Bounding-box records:
------------------------------

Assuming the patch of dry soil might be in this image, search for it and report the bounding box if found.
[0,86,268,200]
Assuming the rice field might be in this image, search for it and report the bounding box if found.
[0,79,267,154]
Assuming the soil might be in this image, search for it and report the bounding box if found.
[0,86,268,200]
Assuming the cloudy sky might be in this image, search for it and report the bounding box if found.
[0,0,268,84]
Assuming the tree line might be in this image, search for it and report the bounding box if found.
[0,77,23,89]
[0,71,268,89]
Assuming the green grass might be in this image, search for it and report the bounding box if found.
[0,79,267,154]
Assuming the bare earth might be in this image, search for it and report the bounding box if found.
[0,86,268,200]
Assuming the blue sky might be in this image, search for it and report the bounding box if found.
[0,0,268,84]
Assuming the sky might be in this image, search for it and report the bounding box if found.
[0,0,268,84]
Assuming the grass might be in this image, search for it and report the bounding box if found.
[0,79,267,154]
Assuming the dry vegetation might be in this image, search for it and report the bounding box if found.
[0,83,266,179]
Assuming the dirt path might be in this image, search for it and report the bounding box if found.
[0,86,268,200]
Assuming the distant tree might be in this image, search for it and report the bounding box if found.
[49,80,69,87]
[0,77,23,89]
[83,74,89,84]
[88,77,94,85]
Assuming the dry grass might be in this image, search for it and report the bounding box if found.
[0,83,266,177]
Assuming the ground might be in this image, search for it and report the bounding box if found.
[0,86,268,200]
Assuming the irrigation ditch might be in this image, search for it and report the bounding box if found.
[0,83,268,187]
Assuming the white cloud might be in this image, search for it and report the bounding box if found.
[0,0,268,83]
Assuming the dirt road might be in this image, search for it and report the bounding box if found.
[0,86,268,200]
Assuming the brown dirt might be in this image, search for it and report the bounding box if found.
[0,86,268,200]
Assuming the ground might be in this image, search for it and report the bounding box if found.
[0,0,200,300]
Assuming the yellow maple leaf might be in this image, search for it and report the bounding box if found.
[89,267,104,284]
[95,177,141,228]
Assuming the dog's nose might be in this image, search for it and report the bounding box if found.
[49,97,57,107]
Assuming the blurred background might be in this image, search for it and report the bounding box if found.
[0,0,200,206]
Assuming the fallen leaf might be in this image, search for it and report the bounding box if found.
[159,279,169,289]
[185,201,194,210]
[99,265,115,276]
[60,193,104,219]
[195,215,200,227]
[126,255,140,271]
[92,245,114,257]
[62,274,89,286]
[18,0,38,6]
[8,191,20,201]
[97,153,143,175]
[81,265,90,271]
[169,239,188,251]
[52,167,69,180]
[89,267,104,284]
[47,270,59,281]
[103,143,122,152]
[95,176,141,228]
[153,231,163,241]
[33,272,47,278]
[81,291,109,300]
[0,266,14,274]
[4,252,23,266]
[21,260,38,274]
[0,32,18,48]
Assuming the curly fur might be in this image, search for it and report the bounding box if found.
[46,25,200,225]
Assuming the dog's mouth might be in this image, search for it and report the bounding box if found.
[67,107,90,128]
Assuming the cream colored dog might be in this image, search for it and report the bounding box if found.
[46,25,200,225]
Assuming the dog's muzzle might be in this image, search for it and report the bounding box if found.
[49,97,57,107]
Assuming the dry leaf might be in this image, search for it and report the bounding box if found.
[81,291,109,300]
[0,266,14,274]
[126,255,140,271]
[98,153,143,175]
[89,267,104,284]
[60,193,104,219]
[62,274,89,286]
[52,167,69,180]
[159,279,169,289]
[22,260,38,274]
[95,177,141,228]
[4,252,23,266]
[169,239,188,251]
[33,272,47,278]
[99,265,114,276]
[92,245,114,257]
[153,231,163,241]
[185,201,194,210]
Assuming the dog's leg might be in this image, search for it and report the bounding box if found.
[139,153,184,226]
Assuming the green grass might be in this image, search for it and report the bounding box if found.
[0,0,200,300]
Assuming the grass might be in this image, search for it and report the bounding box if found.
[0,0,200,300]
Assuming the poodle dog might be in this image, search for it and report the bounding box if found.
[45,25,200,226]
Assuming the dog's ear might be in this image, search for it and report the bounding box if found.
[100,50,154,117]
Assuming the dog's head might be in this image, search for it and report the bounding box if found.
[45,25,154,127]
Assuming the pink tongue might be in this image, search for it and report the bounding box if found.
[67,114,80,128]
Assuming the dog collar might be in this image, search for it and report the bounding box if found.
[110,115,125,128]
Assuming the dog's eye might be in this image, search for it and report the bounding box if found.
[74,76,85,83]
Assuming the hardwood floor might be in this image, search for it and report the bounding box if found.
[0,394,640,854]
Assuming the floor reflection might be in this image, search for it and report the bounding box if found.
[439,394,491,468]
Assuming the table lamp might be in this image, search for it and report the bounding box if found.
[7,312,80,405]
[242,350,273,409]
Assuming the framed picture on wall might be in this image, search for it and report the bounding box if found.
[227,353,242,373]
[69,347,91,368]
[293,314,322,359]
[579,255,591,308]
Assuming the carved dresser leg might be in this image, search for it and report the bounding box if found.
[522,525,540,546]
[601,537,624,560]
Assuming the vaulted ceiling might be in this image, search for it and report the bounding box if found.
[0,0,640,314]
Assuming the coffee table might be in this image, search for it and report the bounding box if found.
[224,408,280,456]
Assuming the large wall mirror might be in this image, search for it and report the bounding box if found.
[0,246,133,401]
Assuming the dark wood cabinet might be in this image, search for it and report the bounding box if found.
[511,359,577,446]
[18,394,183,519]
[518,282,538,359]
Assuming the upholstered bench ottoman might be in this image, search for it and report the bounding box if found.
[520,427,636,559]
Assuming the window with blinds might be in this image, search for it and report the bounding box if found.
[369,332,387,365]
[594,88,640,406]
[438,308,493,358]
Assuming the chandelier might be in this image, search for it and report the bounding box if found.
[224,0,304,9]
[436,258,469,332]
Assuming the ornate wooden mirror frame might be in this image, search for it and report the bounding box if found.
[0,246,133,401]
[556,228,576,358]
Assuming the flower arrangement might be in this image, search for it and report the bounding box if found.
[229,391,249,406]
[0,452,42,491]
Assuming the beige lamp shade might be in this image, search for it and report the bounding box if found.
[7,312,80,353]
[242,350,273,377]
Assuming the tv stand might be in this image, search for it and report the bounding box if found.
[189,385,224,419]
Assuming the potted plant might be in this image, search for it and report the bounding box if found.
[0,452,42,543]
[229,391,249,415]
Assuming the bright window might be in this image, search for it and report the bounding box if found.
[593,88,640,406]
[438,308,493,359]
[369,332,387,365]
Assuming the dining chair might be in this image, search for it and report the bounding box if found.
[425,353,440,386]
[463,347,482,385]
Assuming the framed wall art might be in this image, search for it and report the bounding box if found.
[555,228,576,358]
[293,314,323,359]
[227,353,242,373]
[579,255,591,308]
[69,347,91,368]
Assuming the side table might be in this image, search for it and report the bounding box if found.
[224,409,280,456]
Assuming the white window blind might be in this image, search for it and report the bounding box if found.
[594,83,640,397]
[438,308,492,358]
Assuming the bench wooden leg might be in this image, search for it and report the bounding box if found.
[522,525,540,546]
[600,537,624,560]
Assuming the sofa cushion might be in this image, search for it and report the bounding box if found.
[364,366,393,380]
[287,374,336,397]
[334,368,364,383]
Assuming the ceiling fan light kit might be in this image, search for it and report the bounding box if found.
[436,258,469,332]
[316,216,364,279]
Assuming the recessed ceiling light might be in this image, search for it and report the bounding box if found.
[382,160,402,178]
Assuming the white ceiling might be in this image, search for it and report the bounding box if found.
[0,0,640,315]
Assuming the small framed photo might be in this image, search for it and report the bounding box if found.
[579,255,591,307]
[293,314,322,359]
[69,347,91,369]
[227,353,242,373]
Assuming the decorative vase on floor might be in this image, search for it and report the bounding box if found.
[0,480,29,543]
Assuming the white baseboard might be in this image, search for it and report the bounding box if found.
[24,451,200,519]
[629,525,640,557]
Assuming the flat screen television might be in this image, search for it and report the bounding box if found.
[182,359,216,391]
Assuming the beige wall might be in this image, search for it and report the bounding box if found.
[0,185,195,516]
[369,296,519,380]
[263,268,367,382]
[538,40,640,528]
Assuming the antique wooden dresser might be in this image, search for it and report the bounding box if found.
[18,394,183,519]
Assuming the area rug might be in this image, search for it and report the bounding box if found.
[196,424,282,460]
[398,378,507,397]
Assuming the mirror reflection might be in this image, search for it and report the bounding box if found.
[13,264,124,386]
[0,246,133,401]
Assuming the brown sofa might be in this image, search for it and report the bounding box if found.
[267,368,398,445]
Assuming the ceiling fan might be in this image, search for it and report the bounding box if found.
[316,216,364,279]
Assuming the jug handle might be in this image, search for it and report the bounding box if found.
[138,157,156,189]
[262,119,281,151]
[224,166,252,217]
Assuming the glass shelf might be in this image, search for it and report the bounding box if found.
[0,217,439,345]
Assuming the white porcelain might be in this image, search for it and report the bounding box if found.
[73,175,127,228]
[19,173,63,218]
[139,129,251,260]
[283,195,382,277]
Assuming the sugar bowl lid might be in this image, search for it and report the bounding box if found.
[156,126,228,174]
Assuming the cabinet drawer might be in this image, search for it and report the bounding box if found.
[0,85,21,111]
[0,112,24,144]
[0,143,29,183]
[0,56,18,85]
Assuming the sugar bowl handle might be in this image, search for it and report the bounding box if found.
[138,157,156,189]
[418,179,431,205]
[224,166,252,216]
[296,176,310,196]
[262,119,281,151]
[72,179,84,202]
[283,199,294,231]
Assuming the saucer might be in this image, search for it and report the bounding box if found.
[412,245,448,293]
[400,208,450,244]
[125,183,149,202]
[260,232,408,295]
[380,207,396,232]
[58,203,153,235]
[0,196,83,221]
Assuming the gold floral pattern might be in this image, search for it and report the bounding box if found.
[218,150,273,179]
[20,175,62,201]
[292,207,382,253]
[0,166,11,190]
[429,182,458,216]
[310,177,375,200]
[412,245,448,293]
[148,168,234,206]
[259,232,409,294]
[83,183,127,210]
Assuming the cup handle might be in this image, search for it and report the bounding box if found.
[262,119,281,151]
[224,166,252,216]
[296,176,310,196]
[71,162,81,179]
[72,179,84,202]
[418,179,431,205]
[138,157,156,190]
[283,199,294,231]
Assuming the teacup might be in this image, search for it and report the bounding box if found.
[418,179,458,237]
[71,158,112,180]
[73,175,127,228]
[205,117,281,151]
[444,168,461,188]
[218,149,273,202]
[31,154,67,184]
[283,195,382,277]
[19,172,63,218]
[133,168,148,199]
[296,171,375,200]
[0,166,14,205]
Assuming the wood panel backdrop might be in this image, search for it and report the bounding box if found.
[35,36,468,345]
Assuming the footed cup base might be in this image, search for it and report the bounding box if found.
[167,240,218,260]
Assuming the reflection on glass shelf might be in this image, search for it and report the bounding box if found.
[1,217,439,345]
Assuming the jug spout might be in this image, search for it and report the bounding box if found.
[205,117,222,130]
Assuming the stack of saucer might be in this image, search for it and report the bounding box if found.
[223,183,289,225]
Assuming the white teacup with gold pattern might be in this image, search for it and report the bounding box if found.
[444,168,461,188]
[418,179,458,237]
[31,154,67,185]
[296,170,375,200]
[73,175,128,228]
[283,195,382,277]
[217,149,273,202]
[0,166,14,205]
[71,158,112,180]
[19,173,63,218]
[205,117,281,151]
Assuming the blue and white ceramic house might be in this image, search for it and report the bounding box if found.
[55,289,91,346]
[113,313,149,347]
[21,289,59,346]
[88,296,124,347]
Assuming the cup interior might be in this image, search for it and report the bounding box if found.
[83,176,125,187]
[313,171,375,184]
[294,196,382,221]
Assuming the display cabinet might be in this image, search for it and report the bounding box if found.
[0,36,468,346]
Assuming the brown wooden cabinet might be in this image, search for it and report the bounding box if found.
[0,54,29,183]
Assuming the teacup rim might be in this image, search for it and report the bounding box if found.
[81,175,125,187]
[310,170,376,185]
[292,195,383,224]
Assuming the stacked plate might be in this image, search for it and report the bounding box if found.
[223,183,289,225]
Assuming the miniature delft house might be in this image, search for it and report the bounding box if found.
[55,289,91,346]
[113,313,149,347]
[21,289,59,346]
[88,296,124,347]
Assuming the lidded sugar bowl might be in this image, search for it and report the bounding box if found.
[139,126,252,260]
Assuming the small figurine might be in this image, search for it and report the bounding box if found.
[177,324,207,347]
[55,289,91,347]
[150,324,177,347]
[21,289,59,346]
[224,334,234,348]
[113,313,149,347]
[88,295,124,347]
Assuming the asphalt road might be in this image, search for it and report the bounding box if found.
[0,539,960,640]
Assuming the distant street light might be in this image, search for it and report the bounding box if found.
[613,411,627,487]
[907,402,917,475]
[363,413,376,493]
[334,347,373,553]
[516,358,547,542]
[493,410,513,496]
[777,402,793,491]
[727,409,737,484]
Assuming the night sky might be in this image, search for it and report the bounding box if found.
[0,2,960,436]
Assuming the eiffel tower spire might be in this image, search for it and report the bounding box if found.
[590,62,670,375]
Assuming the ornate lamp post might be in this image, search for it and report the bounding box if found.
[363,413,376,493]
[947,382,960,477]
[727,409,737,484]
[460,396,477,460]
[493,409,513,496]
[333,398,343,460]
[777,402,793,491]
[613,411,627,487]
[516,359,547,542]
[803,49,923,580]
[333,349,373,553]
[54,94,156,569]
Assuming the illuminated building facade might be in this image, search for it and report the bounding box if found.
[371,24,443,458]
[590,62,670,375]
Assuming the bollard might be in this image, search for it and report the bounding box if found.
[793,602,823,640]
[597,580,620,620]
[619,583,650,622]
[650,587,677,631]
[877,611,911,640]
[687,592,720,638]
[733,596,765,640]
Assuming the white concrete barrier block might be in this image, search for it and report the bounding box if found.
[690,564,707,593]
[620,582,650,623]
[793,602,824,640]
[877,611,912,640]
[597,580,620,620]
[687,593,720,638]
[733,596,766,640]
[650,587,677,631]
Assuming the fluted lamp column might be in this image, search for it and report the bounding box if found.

------------------------------

WHAT TO WORK ON:
Return each line of the entries above that contains the word "white", copying it in full. Matching is case-sensitive.

SOLUTION TO THIS EXERCISE:
Assuming the white cloud might be in this image, search for it and report the bounding box if found.
Assuming the white window blind might be in this image, search for it and report the bounding box if found.
Assuming the white ceiling might be in this image, search for it and report the bounding box if found.
Assuming the white baseboard might be in this image, search for it and report the bounding box if found.
Assuming the white porcelain might be in this image, search for it and report the bounding box if found.
Assuming the white teacup with gold pattern might be in this image, search for it and report the bounding box if found.
Assuming the blue and white ceramic house might be in this image, search for it and report the bounding box if found.
Assuming the white concrete barrier block might be in this image, search for it and report the bounding box if found.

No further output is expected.